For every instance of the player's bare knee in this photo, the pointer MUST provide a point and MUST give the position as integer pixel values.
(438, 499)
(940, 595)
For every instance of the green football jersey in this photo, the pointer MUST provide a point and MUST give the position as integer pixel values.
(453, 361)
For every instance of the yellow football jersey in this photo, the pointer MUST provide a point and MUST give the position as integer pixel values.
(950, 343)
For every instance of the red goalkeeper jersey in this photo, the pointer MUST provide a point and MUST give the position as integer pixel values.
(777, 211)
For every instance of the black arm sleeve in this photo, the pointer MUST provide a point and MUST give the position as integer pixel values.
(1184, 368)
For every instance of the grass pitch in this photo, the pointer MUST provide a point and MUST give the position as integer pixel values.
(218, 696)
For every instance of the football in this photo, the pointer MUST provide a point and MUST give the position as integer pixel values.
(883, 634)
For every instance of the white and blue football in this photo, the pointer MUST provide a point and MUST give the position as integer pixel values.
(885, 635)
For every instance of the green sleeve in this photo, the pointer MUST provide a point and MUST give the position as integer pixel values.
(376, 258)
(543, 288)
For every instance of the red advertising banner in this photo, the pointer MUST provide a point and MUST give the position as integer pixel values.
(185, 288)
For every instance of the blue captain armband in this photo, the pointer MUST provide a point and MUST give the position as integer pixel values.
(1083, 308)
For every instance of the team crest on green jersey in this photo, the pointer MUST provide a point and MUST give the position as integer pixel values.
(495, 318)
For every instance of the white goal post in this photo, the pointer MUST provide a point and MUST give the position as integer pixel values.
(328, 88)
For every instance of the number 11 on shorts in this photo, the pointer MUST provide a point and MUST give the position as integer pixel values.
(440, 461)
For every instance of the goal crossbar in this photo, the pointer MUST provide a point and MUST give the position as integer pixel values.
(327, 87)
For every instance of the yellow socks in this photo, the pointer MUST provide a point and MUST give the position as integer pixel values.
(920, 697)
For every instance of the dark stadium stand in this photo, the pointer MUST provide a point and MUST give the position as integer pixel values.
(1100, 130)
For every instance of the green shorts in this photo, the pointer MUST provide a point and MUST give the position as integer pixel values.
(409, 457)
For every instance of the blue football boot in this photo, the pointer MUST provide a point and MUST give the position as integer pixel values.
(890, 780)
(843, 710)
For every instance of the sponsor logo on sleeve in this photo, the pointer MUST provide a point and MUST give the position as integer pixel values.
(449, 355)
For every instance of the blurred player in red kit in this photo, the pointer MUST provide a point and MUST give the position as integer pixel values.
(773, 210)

====================

# What needs to be done:
Reproduce all of the entries above, substituting "shirt" for each occurrence of "jersey" and leaving everything else as it is.

# Response to this task:
For every instance of the player's bare knee in this photo, the pointer MUST provide a point and MUST give the position as integer pixel values.
(438, 499)
(940, 595)
For every instance of the green football shirt in this photo, the pointer MUST provide a point and MUST give the position as integer pixel values.
(453, 361)
For every instance of the yellow football shirt in this photo, the pointer MUST provide a point and MUST give the position as integer pixel values.
(950, 343)
For every instance of the red goalkeeper shirt in this photo, the pointer MUST provide a point and MUST give the position as integer pixel values.
(777, 211)
For every instance of the black arm sleeve in this photo, the pointer MUST provide a point and MUST give the position as integer pixel values.
(1184, 368)
For every instance of the grass pitch in this photo, the pointer MUST provide a point and MUST give the position as integer pixel values.
(218, 696)
For every instance of the football in this photo, the pointer MUST provide a point and MUST give the position as integer pixel values.
(883, 634)
For every instance of the white and blue football in this photo, the pointer MUST provide a point and MUST give the position as integer pixel values.
(885, 635)
For every instance of the green sleeve in this photo, the pointer MUST provide a point and MUST give the position as integer pixel values.
(376, 258)
(543, 288)
For every instance of the red advertising banner in this photo, the pointer MUST provide a point and MUST give the position as integer pixel values.
(185, 288)
For every instance of the blue captain armband in this photo, the pointer MUST provide a point and MUST give the position as integer pixel values.
(1083, 308)
For every instance of the team crest on green shirt in this photo, the pointer MUST provide a point and MUST give the position as integer pixel values.
(495, 318)
For every instance of the white goal post in this photo, the pointer MUST provide a point and MUST give the position as integer pixel values.
(328, 88)
For every instance of the number 11 on shorts in this photo, the pointer MUST provide a point and MUST give the position as integer pixel values.
(440, 461)
For every instance of the goal crossbar in this photo, the pointer MUST provide a point and MUST give the position as integer pixel values.
(327, 87)
For every instance of the yellow socks in this photo, the pointer MUST provide a point and MUST give the position as integer pixel values.
(920, 697)
For every instance of the dark stadium stand in this photo, the pointer MUST provide a point and MUST give the position as integer pixel values.
(1100, 130)
For every instance of the green shorts in this photo, the pointer MUST provide a point and MUST give the position as integer pixel values.
(409, 457)
For every instance of the blue football boot in this photo, the pointer MUST provide a point and MUST give the position as integer pixel values.
(890, 780)
(843, 710)
For every instance of the sponsor logo on sleeve in this photo, the pointer MUST provide a point and MUST give the position as integer pixel values.
(449, 355)
For every instance of the blurred player in red kit in this photo, the pointer MUST provide a point and MUST give the position as integer pixel values.
(773, 210)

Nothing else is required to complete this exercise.